Set exercise> Please swap "plant" for "fern" in the lines from the one containing "Can you see the potted" through the last line, keeping everything else the same. Leave the pictures out of your answer.

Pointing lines
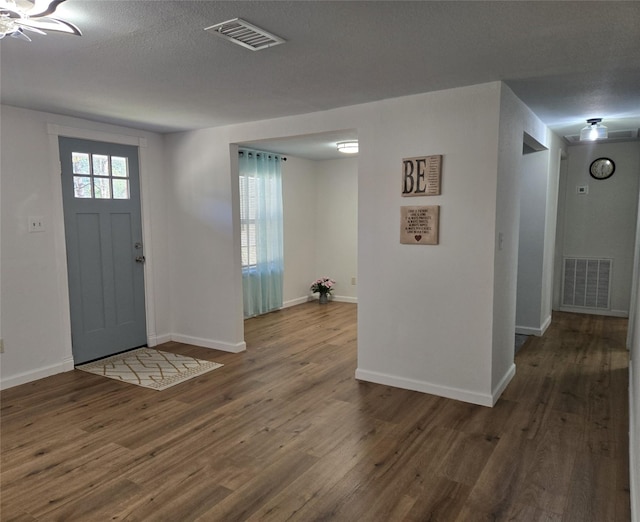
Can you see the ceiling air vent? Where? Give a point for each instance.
(243, 33)
(624, 135)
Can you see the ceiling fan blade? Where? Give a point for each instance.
(42, 7)
(49, 24)
(20, 34)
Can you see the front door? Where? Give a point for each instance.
(105, 257)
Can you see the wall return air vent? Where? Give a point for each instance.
(245, 34)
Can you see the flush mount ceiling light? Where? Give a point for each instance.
(18, 16)
(247, 35)
(593, 130)
(348, 147)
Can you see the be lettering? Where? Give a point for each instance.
(413, 176)
(421, 176)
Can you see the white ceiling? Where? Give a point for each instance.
(149, 64)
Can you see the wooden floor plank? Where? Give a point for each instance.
(283, 431)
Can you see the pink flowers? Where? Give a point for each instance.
(324, 285)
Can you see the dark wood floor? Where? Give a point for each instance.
(284, 432)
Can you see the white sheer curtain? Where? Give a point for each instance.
(261, 228)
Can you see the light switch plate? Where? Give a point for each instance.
(36, 224)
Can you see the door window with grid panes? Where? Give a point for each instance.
(100, 176)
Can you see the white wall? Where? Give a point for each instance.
(533, 204)
(34, 293)
(601, 224)
(634, 402)
(426, 314)
(538, 211)
(515, 120)
(336, 205)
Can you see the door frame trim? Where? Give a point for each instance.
(57, 223)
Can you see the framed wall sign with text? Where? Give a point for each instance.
(419, 225)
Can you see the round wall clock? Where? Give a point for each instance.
(602, 168)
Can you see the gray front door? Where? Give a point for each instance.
(105, 257)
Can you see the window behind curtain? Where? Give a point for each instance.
(248, 220)
(261, 231)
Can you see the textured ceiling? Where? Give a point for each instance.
(151, 65)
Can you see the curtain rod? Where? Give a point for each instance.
(257, 153)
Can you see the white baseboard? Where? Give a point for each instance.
(209, 343)
(345, 299)
(307, 298)
(34, 375)
(538, 332)
(425, 387)
(594, 311)
(504, 382)
(155, 340)
(295, 302)
(634, 449)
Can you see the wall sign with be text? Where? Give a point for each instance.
(421, 176)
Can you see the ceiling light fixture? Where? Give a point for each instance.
(348, 147)
(593, 130)
(18, 16)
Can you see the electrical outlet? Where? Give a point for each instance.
(36, 224)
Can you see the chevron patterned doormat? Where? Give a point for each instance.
(150, 368)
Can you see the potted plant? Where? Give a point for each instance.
(324, 287)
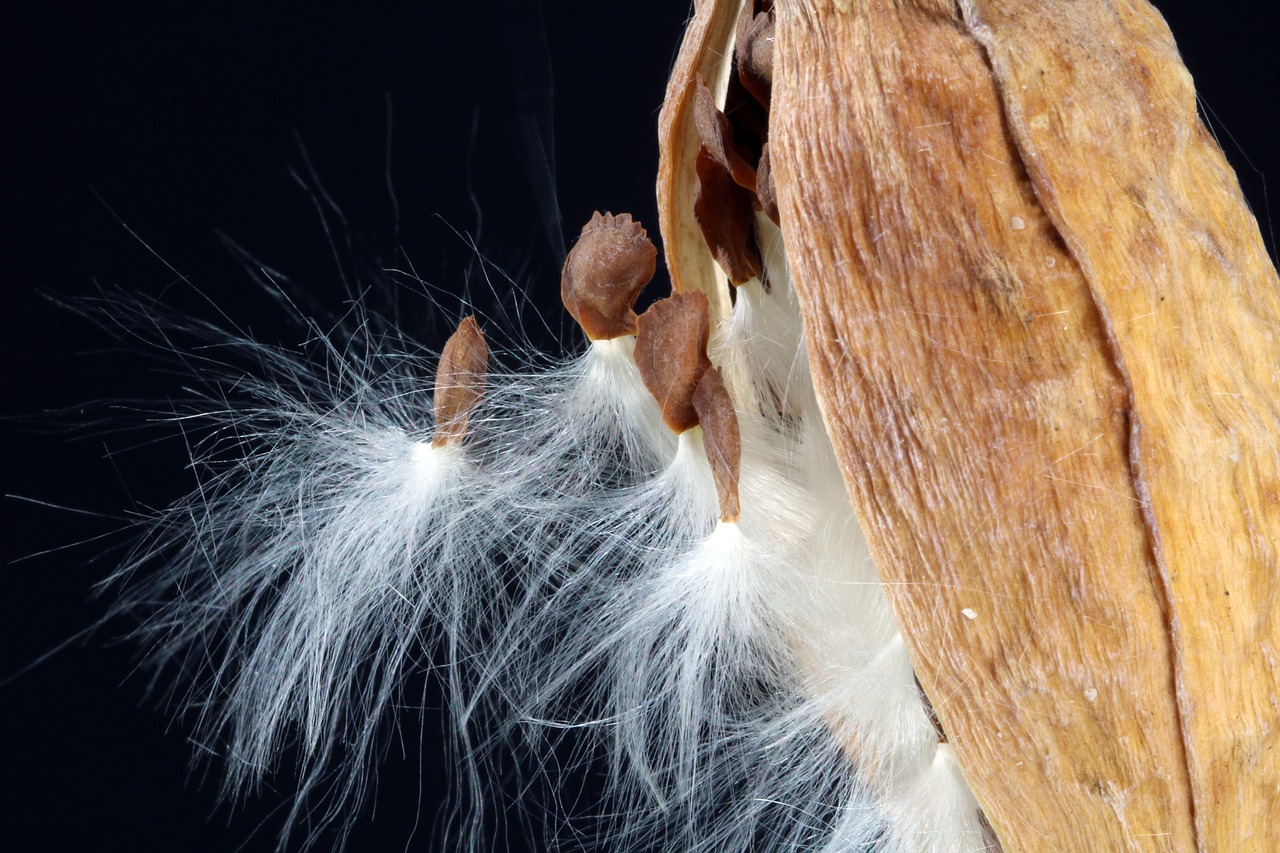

Result>
Can you see the potted fern? Where? Give a point for each instance.
(324, 287)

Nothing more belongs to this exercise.